[START OF SELECTION]

DOI: 10.15376/biores.17.3.5065-5078
Keywords: Plant biomass; Rice straw ash; Hydrophobic Silicone Coating; Biosilica
Contact information: a: School of Energy Science and Engineering, Harbin Institute of Technology, No. 92, West Dazhi Street, Harbin 150001, China; b: School of Chemistry and Chemical Engineering, Harbin Institute of Technology, No. 92, West Dazhi Street, Harbin 150001, China; c: College of Resources and Environment, Northeast Agriculture University, No. 600, Changjiang Street, Harbin 150001, China;
* Corresponding authors: zhangxingwen@hit.edu.cn; renhongyu@163.com
GRAPHICAL ABSTRACT
INTRODUCTION
Rice is one of the major crops in the world. The cultivating area of rice is 163 million hectares, and the yield is 752 million tons per year (Mirmohamadsadeghi and Karimi 2020). Rice straw is the main by-product of rice production (Liu et al. 2021). The annual yield of rice straw is about 740 million to 1.11 billion tons (Baramee et al. 2020). However, due to the lack of high value-added utilization routes, the most common way to dispose of rice straw resources is to burn them in open fields (Mirmohamadsadeghi and Karimi 2020). This disposal method cannot utilize the heat energy in the combustion process, which causes huge energy waste. Moreover, there is no method to deal with the open burning waste gas properly, which leads to serious environmental pollution problems (Satlewal et al. 2018) and presents a great threat to human health and sustainable development. It is therefore essential to find a way to utilize rice straw with high added value and promote the recycling of rice straw.
At the same time, silicon-based materials play an important role in the field of high technology. The silicon chemical industry is a high consumer of energy (Putro et al. 2020) and high generator of pollution (Furgal and Lenora 2019). Thus, it is important to find green and environmentally friendly routes for the synthesis of silicon-based materials. Laine et al. (2016) found that silica with high specific surface area has high reactivity, which could solve this problem. The main component of rice straw ash is silica with high specific surface area. However, there are relatively few studies on the synthesis of organosilicon from rice straw ash with green and low energy consumption method.
In this study, an environmentally friendly method was used to synthesize spirocyclic alkoxysilane (SP) from rice straw ash. The influence factors of the synthesis condition and the optimization of yield were investigated. The novelty of the present work is mainly in the use of rice straw ash, which is cheap and has an autocatalytic effect, and the procedures and findings closely follow known cited work (Laine et al. 2016). The spirocyclic alkoxysilane was then used to modify the silicone coating, and the hydrophobic performance and wear resistance of the coatings were investigated.
This research realized the low cost and green preparation of spirocyclic alkoxysilane from rice straw ash for the first time. Furthermore, the spirocyclic alkoxysilane modified silicone coatings were found to have good wear resistance and hydrophobic performance. This study laid the foundation for the exploration of high value-added utilization routes of rice straw. We can envision that the incineration will take place at a village or regional facility that will product electrical energy (or maybe steam too) in addition to producing the silica-rich ash.

[END OF SELECTION]
[START OF RECORDED INFORMATION]

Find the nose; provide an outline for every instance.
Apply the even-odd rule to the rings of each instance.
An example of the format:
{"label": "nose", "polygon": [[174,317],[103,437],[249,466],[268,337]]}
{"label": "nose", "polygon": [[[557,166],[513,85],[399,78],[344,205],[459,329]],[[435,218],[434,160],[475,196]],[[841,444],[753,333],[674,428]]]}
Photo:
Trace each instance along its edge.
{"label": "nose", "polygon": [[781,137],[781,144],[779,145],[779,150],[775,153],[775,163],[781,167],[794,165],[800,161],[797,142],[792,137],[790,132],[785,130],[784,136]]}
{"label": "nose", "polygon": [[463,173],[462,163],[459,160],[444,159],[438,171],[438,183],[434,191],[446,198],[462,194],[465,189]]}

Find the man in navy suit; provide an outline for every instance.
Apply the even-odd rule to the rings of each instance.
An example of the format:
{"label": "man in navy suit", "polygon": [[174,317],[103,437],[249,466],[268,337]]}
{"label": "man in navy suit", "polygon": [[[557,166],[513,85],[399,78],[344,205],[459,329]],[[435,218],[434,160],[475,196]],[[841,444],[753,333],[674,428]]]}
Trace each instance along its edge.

[END OF RECORDED INFORMATION]
[START OF RECORDED INFORMATION]

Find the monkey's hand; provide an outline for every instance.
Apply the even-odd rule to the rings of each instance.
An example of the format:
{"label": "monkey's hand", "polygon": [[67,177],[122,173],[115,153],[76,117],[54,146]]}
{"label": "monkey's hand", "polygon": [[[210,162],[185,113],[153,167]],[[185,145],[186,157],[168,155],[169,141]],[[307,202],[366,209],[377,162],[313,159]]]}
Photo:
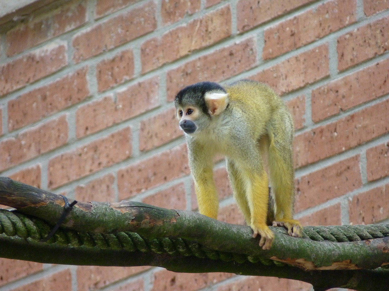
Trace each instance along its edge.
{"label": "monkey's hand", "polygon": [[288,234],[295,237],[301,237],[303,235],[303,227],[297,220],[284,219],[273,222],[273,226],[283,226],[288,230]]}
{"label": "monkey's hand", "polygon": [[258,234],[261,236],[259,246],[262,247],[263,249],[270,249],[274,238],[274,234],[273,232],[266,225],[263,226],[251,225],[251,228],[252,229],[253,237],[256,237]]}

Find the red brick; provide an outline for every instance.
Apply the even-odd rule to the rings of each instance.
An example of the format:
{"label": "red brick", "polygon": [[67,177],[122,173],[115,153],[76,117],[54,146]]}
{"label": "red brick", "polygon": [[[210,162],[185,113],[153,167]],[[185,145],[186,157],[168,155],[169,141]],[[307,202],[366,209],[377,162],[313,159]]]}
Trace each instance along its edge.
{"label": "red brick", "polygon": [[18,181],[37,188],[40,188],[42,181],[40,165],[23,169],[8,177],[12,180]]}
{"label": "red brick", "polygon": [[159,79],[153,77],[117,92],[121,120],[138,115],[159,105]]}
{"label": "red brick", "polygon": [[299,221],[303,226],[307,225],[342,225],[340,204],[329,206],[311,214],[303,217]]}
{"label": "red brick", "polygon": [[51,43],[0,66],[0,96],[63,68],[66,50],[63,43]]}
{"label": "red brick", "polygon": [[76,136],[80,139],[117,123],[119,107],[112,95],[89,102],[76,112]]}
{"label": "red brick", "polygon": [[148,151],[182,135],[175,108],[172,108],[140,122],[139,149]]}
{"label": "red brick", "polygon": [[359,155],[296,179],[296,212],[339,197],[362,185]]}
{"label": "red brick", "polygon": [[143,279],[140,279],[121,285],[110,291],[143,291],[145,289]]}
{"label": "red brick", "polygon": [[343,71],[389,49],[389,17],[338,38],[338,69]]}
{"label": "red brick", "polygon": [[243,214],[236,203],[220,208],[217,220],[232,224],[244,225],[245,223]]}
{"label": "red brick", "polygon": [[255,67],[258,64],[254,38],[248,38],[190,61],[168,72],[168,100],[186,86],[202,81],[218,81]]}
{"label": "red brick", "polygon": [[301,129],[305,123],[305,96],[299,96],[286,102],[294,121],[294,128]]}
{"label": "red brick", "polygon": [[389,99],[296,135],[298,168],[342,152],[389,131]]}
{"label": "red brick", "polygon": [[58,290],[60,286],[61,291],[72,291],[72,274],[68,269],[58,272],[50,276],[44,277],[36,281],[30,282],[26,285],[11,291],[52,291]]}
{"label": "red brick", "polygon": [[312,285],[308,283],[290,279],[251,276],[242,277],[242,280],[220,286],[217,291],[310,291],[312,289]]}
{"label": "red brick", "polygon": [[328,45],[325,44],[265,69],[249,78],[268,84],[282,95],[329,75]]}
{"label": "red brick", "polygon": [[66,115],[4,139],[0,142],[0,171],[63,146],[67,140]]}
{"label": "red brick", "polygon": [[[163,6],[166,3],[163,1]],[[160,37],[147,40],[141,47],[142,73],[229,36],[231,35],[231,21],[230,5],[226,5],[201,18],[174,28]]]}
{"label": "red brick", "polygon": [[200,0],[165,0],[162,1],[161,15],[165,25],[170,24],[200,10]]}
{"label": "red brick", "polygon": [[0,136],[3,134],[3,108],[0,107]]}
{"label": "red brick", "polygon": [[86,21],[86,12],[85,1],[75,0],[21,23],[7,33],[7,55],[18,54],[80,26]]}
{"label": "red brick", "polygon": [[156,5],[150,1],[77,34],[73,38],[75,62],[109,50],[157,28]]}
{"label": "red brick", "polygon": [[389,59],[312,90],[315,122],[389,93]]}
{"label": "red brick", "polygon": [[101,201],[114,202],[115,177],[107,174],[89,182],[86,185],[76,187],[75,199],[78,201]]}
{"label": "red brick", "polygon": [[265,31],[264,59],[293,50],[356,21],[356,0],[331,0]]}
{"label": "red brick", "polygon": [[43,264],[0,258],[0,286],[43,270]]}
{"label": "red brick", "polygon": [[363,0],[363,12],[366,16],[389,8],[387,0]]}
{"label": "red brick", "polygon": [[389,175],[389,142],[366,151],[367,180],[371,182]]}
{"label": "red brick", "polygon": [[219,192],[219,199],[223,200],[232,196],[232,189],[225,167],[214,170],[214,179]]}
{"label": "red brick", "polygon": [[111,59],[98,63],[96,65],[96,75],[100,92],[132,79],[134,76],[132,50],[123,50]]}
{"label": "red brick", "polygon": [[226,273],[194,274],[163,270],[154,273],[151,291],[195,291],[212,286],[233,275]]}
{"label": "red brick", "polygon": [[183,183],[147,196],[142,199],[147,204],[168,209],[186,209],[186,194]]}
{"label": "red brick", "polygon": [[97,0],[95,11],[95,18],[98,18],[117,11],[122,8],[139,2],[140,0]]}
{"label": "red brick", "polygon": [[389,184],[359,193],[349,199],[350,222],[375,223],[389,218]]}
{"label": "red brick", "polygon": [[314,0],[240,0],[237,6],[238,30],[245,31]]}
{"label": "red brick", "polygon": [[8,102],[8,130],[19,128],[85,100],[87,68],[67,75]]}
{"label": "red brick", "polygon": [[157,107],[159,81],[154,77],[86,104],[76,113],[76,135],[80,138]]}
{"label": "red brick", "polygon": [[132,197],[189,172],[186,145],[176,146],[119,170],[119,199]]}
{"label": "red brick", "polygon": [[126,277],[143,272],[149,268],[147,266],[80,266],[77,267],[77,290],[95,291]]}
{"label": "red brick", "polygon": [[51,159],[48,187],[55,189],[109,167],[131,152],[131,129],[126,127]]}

[END OF RECORDED INFORMATION]

THE PROBLEM ::
What does the introduction on rice straw ash state for each of these?
(a) What is the annual yield of rice straw?
(b) What is the main component of rice straw ash?
(c) What compound was synthesized from rice straw ash in this study?

EXERCISE OUTPUT ::
(a) About 740 million to 1.11 billion tons.
(b) Silica with high specific surface area.
(c) Spirocyclic alkoxysilane (SP).